INSTRUCTIONS TO FOLLOW
Please retype these records line for line, with no changes.

━━━ EXCERPTED DATA ━━━

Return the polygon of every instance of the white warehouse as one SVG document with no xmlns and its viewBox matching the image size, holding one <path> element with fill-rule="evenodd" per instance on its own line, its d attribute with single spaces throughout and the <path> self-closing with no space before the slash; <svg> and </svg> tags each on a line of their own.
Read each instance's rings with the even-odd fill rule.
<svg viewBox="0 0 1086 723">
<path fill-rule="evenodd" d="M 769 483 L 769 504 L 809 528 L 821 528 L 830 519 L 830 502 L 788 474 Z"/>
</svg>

━━━

RESPONSE
Return the polygon of every instance of the white warehouse as one SVG document with no xmlns and its viewBox matching the image size, holding one <path> element with fill-rule="evenodd" per instance on its own line, its d attribute with single spaces throughout and the <path> self-closing with no space before the slash; <svg> and </svg> tags each on a line of their own.
Read each instance's rings with the even-odd fill rule.
<svg viewBox="0 0 1086 723">
<path fill-rule="evenodd" d="M 769 483 L 769 504 L 809 528 L 821 528 L 830 519 L 830 502 L 788 474 Z"/>
</svg>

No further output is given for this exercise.